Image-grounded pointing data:
◆ ◆ ◆
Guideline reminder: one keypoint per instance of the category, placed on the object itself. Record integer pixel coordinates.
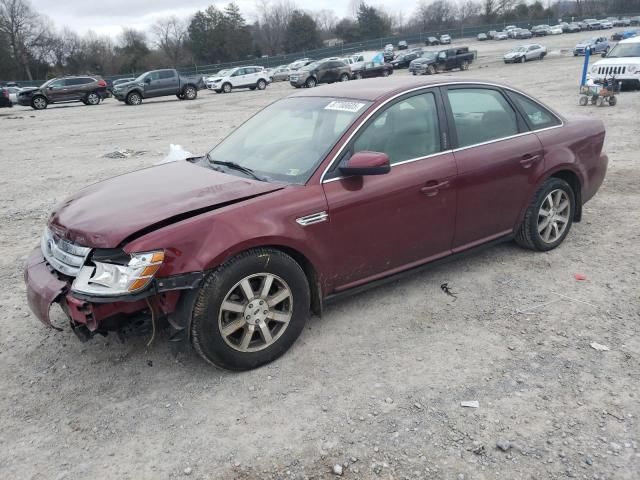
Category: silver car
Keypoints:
(524, 53)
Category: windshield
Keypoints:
(625, 50)
(287, 140)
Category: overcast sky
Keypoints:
(109, 17)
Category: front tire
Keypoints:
(39, 102)
(134, 98)
(250, 310)
(190, 93)
(549, 217)
(92, 99)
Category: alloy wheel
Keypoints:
(40, 103)
(553, 216)
(255, 312)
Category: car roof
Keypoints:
(631, 40)
(378, 88)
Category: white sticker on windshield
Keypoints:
(343, 106)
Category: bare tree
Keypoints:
(170, 34)
(24, 30)
(273, 19)
(326, 20)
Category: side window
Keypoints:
(481, 115)
(407, 129)
(536, 115)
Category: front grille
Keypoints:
(618, 70)
(64, 256)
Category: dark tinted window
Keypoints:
(481, 115)
(407, 129)
(537, 116)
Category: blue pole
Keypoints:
(585, 68)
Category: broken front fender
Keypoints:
(43, 288)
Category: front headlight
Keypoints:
(119, 278)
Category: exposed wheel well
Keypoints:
(574, 182)
(309, 271)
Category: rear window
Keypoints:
(535, 114)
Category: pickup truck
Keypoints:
(158, 83)
(432, 62)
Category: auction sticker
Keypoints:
(343, 106)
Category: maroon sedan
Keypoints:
(316, 196)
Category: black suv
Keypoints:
(327, 71)
(88, 89)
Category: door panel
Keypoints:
(389, 222)
(494, 185)
(498, 163)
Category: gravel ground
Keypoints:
(374, 388)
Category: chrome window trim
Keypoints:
(427, 87)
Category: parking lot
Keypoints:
(376, 384)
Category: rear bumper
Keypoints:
(45, 288)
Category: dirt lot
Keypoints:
(375, 384)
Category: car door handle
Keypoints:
(431, 188)
(528, 160)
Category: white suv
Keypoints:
(622, 62)
(240, 77)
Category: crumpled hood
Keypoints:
(107, 213)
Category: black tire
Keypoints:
(527, 235)
(190, 92)
(134, 98)
(92, 98)
(39, 102)
(206, 336)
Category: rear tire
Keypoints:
(235, 325)
(134, 98)
(553, 203)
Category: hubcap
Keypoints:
(255, 312)
(553, 216)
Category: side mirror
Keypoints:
(367, 163)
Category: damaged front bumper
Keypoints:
(88, 315)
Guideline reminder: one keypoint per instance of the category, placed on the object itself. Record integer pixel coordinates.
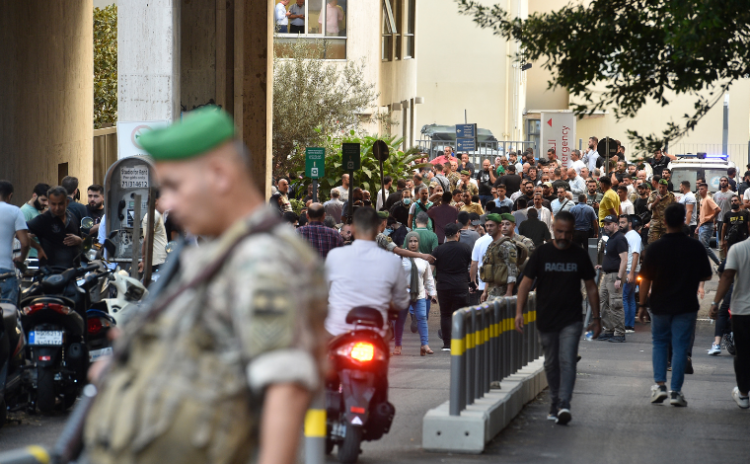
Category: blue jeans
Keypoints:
(8, 289)
(628, 303)
(419, 309)
(704, 235)
(678, 329)
(560, 351)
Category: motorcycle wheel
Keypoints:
(45, 390)
(349, 448)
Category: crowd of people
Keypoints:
(467, 234)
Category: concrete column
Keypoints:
(253, 86)
(46, 92)
(148, 61)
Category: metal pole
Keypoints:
(315, 432)
(136, 237)
(148, 258)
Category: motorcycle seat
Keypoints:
(364, 315)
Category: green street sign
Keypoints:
(315, 165)
(350, 157)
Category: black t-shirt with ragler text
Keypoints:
(559, 274)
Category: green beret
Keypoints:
(494, 217)
(199, 132)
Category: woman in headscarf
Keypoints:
(420, 285)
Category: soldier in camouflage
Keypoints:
(501, 252)
(657, 203)
(221, 368)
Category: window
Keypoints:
(320, 23)
(411, 27)
(389, 31)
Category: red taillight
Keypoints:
(29, 310)
(362, 352)
(95, 325)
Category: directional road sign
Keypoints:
(315, 162)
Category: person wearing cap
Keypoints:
(613, 266)
(453, 259)
(235, 330)
(498, 268)
(658, 201)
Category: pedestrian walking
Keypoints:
(559, 267)
(421, 287)
(613, 265)
(672, 270)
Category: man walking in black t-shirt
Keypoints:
(610, 294)
(559, 268)
(672, 270)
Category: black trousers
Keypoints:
(450, 301)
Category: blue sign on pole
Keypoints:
(464, 144)
(466, 131)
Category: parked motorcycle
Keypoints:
(357, 398)
(13, 392)
(54, 319)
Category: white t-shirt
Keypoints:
(477, 254)
(11, 220)
(627, 207)
(634, 246)
(689, 199)
(738, 259)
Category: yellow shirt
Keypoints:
(610, 201)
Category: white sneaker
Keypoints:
(742, 401)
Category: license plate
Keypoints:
(96, 354)
(47, 337)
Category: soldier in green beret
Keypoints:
(498, 269)
(221, 365)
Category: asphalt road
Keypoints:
(613, 421)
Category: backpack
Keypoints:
(494, 269)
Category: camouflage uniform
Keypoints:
(190, 389)
(508, 253)
(658, 227)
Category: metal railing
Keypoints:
(485, 150)
(486, 348)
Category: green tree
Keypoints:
(398, 165)
(312, 100)
(105, 66)
(640, 49)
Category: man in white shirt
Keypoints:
(691, 206)
(282, 17)
(577, 164)
(363, 274)
(12, 224)
(630, 225)
(626, 206)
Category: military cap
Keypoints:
(494, 217)
(199, 132)
(508, 217)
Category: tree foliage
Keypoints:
(105, 66)
(640, 50)
(312, 100)
(398, 164)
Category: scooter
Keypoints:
(357, 398)
(13, 392)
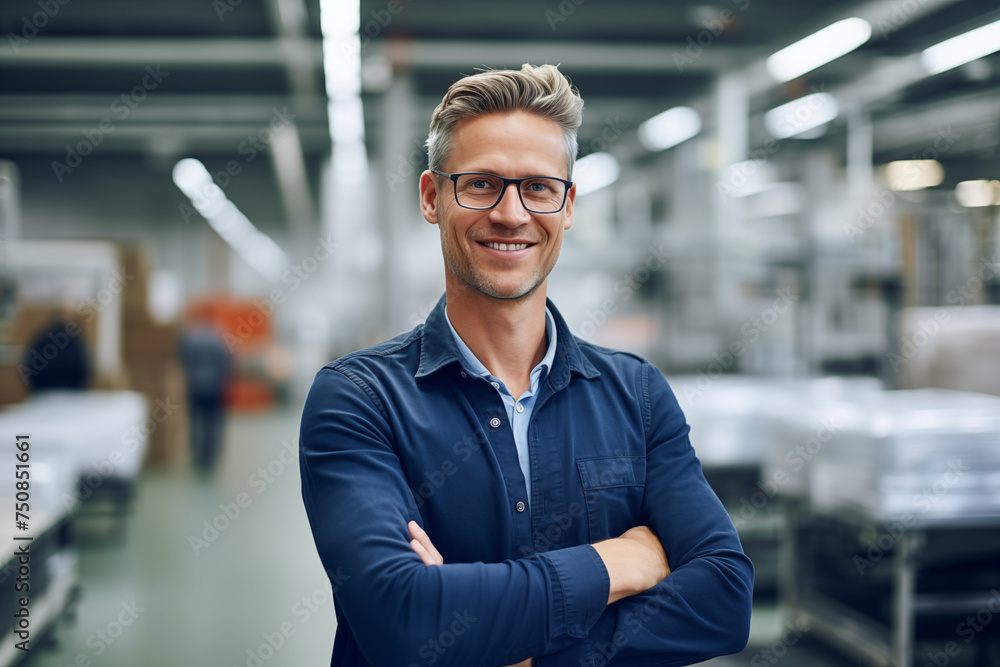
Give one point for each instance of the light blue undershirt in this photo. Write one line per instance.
(518, 419)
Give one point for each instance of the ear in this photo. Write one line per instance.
(429, 197)
(568, 211)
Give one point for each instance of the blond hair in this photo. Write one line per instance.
(542, 90)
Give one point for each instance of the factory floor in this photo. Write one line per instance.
(159, 597)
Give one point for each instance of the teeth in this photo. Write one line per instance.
(505, 246)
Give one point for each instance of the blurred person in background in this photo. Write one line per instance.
(488, 489)
(57, 358)
(207, 366)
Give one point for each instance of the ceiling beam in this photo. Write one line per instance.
(197, 53)
(576, 56)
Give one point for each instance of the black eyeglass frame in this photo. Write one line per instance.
(506, 181)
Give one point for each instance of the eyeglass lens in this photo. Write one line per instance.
(541, 195)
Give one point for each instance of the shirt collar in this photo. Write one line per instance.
(439, 349)
(476, 367)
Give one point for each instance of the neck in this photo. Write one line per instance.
(506, 335)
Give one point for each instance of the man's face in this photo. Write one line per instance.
(513, 145)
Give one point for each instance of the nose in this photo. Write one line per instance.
(509, 210)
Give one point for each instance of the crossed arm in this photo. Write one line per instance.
(635, 562)
(700, 610)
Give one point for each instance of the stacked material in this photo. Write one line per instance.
(85, 436)
(949, 347)
(917, 456)
(731, 416)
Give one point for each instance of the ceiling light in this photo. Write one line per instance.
(669, 128)
(962, 49)
(905, 175)
(978, 193)
(818, 48)
(595, 171)
(801, 115)
(256, 248)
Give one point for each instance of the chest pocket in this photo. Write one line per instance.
(613, 488)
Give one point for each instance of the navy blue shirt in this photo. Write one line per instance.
(399, 432)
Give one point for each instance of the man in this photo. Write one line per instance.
(487, 489)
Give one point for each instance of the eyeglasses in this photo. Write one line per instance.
(481, 191)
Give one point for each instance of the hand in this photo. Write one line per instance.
(422, 545)
(635, 562)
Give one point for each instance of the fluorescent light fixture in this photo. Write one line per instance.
(595, 171)
(256, 248)
(962, 49)
(669, 128)
(818, 49)
(340, 22)
(801, 115)
(907, 175)
(973, 194)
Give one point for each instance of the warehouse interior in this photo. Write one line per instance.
(805, 242)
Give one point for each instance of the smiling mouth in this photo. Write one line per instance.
(506, 246)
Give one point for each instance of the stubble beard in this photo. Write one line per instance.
(462, 268)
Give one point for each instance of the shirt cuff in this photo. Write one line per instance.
(580, 591)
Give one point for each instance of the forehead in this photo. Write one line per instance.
(516, 141)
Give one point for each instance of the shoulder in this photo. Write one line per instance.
(606, 359)
(398, 356)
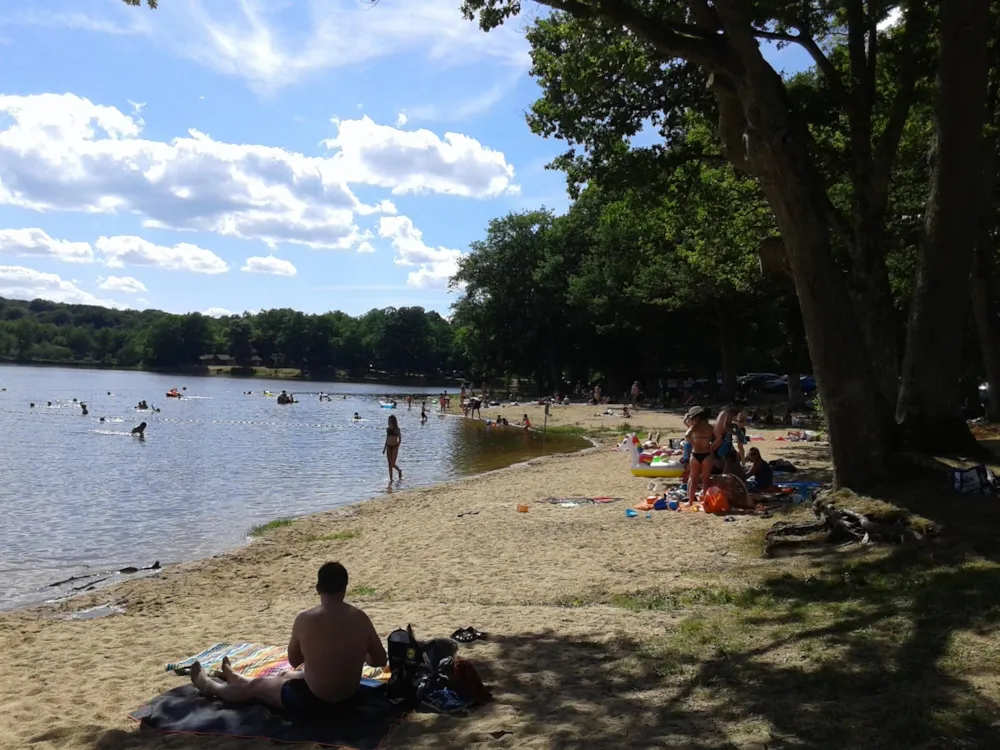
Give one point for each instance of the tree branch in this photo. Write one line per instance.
(899, 111)
(809, 44)
(671, 39)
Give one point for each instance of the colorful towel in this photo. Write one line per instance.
(580, 500)
(253, 660)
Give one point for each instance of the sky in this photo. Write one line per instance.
(223, 156)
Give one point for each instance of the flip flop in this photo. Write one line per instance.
(468, 635)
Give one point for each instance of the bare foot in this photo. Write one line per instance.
(228, 674)
(201, 680)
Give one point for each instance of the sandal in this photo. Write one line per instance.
(468, 635)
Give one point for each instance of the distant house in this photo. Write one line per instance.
(217, 359)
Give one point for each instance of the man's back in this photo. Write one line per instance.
(334, 641)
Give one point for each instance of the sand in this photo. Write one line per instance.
(563, 675)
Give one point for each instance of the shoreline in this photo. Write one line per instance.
(250, 538)
(544, 584)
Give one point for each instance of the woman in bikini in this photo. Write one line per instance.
(393, 437)
(700, 435)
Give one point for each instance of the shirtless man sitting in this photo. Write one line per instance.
(329, 646)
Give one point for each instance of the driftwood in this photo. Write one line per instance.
(840, 526)
(126, 570)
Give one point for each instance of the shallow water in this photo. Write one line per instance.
(80, 497)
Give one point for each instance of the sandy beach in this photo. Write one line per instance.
(571, 658)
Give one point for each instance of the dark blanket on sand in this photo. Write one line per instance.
(362, 723)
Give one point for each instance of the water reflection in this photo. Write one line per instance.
(80, 495)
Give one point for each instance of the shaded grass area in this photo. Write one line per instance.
(867, 647)
(266, 528)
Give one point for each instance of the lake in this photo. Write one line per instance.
(79, 497)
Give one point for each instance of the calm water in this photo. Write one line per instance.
(78, 496)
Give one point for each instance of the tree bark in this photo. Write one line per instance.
(929, 406)
(776, 151)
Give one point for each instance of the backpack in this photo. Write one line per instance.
(975, 481)
(406, 666)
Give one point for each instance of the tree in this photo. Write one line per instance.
(929, 400)
(845, 301)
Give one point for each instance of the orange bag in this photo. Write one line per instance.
(714, 500)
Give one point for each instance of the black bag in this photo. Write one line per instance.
(406, 665)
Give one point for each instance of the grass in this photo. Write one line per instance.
(850, 647)
(337, 536)
(266, 528)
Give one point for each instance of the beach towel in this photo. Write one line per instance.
(580, 500)
(253, 660)
(360, 724)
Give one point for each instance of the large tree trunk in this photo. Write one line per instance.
(929, 406)
(761, 136)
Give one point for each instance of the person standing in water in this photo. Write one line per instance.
(393, 437)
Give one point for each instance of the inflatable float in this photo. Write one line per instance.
(658, 467)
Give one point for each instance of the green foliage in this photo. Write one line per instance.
(399, 341)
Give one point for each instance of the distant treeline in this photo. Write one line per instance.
(398, 341)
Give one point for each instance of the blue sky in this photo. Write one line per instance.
(231, 155)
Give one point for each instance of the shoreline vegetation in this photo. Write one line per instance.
(707, 641)
(266, 373)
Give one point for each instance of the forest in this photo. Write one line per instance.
(711, 191)
(396, 341)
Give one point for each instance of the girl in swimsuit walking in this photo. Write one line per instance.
(393, 437)
(700, 435)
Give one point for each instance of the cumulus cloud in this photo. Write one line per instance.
(436, 265)
(269, 264)
(123, 284)
(61, 152)
(19, 282)
(418, 161)
(37, 243)
(125, 250)
(274, 45)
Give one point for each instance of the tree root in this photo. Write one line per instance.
(838, 526)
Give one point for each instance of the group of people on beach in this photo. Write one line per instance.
(710, 448)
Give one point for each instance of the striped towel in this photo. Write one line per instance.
(253, 660)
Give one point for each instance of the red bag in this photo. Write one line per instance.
(468, 684)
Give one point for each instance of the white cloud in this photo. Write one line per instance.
(418, 161)
(37, 243)
(269, 264)
(134, 251)
(276, 44)
(19, 282)
(62, 152)
(123, 284)
(892, 20)
(436, 264)
(135, 24)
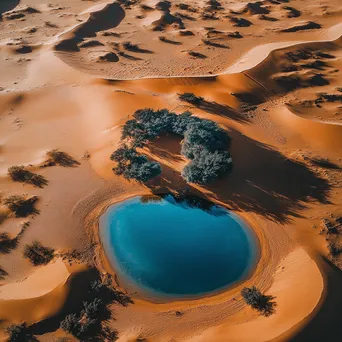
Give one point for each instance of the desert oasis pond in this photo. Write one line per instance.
◆ ◆ ◆
• _Task description_:
Your answer must consist solely of the lines above between the line holding "Category: person wearing cap" and the line holding "Category: black trousers", inclusive, copied exactly.

• _Finished exercise_:
Category: person wearing cap
Keypoints:
(613, 266)
(453, 259)
(235, 330)
(498, 268)
(658, 201)
Category: pedestrian walking
Keypoints:
(559, 267)
(421, 287)
(613, 265)
(672, 270)
Category: man walking in black t-shirt
Keypoints:
(610, 294)
(559, 268)
(672, 270)
Category: black trousers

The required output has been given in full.